**Task list**
(a) Using the proxy card text, decide whether each statement agrees with it: (i) The special meeting is set for 10:00 A.M. on November 25, 2003; (ii) The proxies may vote only on matters listed on the card; (iii) The trustees recommend a vote against the proposals. Answer yes or no for each and quote the text's deciding words.
(b) Summarize the proxy card text in two sentences.

**Text passage**

EX-99.17.A 9 y89484exv99w17wa.htm FORM OF PROXY CARD FORM OF PROXY CARD
 

Exhibit 17(a)

FORM OF PROXY CARD

AYCO SERIES TRUST

AYCO GROWTH FUND

(the “Fund”)

     THIS PROXY IS SOLICITED BY THE BOARD OF TRUSTEES OF AYCO SERIES TRUST (THE “TRUST”) FOR USE AT THE SPECIAL MEETING OF SHAREHOLDERS TO BE HELD ON NOVEMBER 25, 2003 AT 10:00 A.M. AT THE OFFICES OF THE AYCO COMPANY, L.P., AT EXECUTIVE WOODS, SUITE 120, 855 ROUTE 146, CLIFTON PARK, N.Y. 12065

     The undersigned hereby appoints      , and each of them, with full power of substitution, as proxies of the undersigned to vote at the above-stated Special Meeting, and all adjournments thereof, all shares of beneficial interest held of record by the undersigned on the record date for the Meeting, upon the following matters, and upon any other matter which may properly come before the Meeting, at their discretion.

     THE TRUSTEES OF THE AYCO SERIES TRUST RECOMMEND A VOTE FOR EACH OF THE PROPOSALS.

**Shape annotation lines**

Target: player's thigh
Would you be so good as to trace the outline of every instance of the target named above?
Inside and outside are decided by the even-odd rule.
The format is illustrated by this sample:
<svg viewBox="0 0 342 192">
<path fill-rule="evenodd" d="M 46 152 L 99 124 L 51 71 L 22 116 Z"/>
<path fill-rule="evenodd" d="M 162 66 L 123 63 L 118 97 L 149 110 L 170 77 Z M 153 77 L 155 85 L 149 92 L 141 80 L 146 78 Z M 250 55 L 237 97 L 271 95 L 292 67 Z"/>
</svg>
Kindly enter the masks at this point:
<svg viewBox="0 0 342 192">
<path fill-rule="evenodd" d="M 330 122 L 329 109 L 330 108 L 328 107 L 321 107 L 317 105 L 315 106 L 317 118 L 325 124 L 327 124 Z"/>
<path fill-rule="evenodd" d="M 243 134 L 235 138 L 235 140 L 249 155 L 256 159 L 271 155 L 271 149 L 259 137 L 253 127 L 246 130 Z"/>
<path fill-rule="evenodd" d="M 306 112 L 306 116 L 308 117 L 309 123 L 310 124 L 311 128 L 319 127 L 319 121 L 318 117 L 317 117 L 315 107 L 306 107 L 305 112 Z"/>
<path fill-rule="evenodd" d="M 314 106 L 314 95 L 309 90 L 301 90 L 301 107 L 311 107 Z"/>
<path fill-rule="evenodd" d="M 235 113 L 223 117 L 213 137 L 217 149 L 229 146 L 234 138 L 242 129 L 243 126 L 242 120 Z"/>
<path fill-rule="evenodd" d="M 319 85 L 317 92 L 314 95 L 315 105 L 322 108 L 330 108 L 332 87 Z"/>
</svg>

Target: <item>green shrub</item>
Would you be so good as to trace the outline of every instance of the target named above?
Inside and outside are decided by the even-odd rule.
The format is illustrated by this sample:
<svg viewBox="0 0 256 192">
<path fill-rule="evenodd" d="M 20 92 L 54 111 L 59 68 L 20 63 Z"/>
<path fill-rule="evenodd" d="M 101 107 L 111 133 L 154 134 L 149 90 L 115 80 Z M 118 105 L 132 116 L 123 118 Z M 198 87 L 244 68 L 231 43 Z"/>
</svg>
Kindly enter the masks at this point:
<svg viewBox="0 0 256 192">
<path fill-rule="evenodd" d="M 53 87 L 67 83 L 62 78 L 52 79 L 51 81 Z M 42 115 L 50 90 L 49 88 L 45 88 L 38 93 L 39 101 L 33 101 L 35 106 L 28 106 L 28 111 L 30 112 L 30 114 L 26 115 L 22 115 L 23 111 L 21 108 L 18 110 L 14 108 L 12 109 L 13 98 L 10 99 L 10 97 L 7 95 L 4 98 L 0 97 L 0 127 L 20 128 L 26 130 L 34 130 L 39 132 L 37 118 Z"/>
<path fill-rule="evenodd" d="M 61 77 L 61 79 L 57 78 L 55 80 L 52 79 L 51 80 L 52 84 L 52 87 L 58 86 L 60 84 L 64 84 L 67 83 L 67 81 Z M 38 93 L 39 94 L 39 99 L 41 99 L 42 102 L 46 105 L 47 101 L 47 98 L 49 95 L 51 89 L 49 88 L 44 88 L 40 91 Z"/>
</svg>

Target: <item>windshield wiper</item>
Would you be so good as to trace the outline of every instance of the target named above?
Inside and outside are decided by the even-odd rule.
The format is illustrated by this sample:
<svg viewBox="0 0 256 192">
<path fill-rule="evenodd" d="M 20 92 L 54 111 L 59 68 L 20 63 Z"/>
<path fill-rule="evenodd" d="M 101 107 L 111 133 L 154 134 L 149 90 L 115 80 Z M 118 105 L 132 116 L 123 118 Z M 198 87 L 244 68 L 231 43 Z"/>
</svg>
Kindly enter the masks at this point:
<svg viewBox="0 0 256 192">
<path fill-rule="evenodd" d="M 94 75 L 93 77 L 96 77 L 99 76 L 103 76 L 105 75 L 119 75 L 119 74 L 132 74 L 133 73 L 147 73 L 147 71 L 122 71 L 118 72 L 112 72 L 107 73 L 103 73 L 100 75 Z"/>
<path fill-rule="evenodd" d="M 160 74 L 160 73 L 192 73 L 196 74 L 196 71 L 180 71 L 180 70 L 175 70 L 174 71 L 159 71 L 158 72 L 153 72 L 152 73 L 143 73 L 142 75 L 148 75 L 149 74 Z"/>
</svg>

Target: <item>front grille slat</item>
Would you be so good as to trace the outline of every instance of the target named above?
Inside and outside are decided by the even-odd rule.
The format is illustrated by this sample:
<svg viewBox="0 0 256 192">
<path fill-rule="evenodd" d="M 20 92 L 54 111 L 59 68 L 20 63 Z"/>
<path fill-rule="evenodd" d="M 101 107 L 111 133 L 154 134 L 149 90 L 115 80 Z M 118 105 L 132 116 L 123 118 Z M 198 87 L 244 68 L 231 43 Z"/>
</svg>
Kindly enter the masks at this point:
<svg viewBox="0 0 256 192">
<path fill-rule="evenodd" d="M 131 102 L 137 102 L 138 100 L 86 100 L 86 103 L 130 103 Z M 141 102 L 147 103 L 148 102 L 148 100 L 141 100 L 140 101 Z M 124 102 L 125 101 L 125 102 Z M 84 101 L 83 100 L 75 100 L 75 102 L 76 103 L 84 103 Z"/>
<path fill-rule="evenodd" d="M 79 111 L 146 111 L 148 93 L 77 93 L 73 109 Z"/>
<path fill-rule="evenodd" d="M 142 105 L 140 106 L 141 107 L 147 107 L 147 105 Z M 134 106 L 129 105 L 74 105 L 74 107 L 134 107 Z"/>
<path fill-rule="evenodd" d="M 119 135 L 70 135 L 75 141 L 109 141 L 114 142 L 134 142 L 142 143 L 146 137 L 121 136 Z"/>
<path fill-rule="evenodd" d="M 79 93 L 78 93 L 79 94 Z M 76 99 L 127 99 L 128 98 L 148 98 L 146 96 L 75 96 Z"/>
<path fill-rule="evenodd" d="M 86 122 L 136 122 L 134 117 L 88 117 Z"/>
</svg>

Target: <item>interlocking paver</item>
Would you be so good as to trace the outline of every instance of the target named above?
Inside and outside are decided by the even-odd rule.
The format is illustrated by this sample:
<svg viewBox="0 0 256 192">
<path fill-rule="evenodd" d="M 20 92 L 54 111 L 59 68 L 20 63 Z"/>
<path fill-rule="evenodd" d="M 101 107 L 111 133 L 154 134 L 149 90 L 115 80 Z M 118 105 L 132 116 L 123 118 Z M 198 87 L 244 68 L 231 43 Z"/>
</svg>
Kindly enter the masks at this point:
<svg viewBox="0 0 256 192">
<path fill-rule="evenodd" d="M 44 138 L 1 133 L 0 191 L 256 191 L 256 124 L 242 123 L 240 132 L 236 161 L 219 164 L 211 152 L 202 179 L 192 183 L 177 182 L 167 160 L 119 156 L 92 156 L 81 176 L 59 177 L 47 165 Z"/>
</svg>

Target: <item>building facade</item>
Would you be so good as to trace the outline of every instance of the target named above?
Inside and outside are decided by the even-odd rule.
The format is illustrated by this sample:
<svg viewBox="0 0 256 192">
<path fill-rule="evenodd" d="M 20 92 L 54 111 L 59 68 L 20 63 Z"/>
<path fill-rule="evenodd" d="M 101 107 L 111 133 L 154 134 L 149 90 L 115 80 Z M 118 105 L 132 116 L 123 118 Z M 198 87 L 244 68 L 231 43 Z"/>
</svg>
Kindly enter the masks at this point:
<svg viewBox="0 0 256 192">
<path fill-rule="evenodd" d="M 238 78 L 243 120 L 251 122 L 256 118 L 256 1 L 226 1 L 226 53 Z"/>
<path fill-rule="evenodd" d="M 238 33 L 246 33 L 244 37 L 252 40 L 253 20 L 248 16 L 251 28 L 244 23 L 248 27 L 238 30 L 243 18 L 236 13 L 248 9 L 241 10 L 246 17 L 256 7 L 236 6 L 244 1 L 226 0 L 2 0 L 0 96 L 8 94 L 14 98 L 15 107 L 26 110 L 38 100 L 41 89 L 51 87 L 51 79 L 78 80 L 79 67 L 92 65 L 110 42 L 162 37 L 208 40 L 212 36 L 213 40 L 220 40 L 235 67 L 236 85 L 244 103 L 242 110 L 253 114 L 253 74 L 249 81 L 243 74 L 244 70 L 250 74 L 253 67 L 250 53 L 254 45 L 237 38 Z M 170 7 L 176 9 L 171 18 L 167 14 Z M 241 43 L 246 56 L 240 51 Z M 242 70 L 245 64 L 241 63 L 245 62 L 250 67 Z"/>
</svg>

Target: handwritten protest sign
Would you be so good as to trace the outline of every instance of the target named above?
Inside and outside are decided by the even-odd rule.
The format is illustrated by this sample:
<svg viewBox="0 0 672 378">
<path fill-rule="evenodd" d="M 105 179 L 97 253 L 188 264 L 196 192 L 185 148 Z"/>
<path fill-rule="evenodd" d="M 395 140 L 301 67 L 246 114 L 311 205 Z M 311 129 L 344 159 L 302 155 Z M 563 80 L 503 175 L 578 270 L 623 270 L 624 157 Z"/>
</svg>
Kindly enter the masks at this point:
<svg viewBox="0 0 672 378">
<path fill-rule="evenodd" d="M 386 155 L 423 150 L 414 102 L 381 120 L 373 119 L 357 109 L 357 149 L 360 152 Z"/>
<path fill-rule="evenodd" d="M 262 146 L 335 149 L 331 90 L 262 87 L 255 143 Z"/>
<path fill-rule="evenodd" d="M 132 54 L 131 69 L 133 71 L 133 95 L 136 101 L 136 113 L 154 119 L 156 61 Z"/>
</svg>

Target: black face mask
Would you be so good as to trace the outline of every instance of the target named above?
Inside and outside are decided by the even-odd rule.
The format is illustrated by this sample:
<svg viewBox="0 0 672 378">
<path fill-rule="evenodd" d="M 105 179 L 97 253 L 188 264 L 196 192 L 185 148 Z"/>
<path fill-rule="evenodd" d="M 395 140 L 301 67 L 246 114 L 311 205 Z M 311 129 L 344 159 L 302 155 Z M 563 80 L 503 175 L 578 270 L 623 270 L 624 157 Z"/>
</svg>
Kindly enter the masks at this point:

**In response**
(a)
(i) Yes: "TO BE HELD ON NOVEMBER 25, 2003 AT 10:00 A.M."
(ii) No: "and upon any other matter which may properly come before the Meeting, at their discretion"
(iii) No: "THE TRUSTEES OF THE AYCO SERIES TRUST RECOMMEND A VOTE FOR EACH OF THE PROPOSALS."

(b) The Board of Trustees of Ayco Series Trust is soliciting this proxy for the Ayco Growth Fund's special shareholder meeting on November 25, 2003, at 10:00 A.M. at the offices of The Ayco Company, L.P., in Clifton Park, N.Y. The signer appoints proxies to vote their shares at the meeting and any adjournments, and the trustees recommend a vote for each of the proposals.